Depois me deu vontade de descomer, como sempre. Procurei o retrete (também chamado de casa de banho ou wc) e estava muito feliz quando bateram na porta. Respondi que estava ocupado e uma voz feminina me informou que estava no banheiro errado. Fiquei constrangido e pedi desculpas, mas tinha que terminar o que havia começado.
Recebam um abraço constrangido.
Aureo Augusto

segunda-feira, 20 de setembro de 2010

SOLIDÃO E REBELDIA

Estava no metrô e meus olhos alcançaram uma jovem sentada mais adiante. Linda, mas com o olhar perdido, distante enquanto escutava música pelos fones de ouvido. Estes objetos tornaram-se presença constante em todos os lugares. Pensava que eram moda apenas no Vale do Capão, que chegou como uma novidade. Não, em tudo quanto é lugar as pessoas perdem-se das outras, isolam-se do mundo, ensimesmando-se através a escuta da música dos MP-3, MP-4 (na verdade não sei qual é o número agora) ou dos celulares. Então resolvi observar as outras pessoas do vagão e havia nelas a mesma coisa. Todas as pessoas olhavam para o vazio. Mesmo aquelas que não tinham fones nos ouvidos.
════════════════════
| Problema curto 1 |
Devolva sem nenhuma alteração as linhas da listagem, começando na que contém "Where can the vaulted" e indo até o fim da listagem, com as duas extremidades incluídas.
════════════════════
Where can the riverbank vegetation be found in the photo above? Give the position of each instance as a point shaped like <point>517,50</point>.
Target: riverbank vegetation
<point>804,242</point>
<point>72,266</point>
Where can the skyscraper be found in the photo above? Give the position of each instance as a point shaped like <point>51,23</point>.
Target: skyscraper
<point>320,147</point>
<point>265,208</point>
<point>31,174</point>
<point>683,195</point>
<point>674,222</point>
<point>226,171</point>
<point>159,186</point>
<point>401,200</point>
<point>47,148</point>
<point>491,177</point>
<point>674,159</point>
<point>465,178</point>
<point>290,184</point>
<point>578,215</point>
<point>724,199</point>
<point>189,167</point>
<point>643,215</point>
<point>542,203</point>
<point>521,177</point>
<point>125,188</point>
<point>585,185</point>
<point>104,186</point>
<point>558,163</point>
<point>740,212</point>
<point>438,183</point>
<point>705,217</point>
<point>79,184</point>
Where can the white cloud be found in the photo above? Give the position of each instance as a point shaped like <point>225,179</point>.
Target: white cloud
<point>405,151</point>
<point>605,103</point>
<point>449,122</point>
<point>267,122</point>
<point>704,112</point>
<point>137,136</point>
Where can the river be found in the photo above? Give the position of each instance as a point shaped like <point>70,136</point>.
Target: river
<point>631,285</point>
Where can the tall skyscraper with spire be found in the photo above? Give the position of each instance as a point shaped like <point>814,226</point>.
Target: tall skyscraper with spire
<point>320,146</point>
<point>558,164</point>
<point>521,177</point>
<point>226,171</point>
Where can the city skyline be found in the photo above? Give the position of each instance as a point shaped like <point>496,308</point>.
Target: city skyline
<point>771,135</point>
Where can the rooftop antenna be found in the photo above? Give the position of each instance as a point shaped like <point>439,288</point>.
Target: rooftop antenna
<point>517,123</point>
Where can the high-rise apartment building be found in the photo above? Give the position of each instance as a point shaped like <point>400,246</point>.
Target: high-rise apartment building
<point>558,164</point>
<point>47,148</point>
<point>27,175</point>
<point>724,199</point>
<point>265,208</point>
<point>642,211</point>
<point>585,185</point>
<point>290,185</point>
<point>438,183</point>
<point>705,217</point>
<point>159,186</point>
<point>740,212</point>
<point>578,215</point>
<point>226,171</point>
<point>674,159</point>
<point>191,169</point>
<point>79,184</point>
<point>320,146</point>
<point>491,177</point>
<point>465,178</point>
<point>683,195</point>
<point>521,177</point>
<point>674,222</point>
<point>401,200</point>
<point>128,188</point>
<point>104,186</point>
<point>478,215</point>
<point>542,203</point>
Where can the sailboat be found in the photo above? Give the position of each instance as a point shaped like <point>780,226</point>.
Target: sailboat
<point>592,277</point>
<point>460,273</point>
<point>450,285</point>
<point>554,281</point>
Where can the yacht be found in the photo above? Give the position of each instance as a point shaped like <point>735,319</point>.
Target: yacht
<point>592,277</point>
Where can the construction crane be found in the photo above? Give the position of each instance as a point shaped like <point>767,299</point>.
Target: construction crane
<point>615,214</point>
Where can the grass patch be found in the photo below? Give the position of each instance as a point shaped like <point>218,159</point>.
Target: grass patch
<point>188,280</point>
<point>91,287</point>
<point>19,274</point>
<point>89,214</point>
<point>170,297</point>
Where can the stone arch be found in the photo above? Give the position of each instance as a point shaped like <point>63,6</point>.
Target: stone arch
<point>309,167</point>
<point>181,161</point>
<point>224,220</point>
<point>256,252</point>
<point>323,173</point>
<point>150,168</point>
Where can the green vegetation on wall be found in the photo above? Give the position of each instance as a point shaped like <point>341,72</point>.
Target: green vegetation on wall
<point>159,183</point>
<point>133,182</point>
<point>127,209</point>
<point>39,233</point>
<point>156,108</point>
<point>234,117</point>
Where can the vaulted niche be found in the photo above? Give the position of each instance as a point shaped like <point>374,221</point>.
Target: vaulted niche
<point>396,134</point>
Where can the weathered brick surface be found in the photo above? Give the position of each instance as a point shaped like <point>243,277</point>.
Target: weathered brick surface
════════════════════
| Problema curto 2 |
Reescreva de forma mais breve o parágrafo do trecho citado que começa com "Estava no metrô", mantendo seus fatos principais.

| Solução da tarefa 1 |
Where can the vaulted niche be found in the photo above? Give the position of each instance as a point shaped like <point>374,221</point>.
Target: vaulted niche
<point>396,134</point>
Where can the weathered brick surface be found in the photo above? Give the position of each instance as a point shaped like <point>243,277</point>.
Target: weathered brick surface

| Solução da tarefa 2 |
No metrô, vi mais adiante uma jovem linda, de olhar distante, ouvindo música com fones de ouvido. Eu pensava que esses fones eram moda apenas no Vale do Capão. Na verdade, estão em toda parte, e as pessoas se isolam do mundo ouvindo música em MP-3, MP-4 ou celulares. Observei o resto do vagão e vi o mesmo. Todos olhavam para o vazio, até quem não usava fones.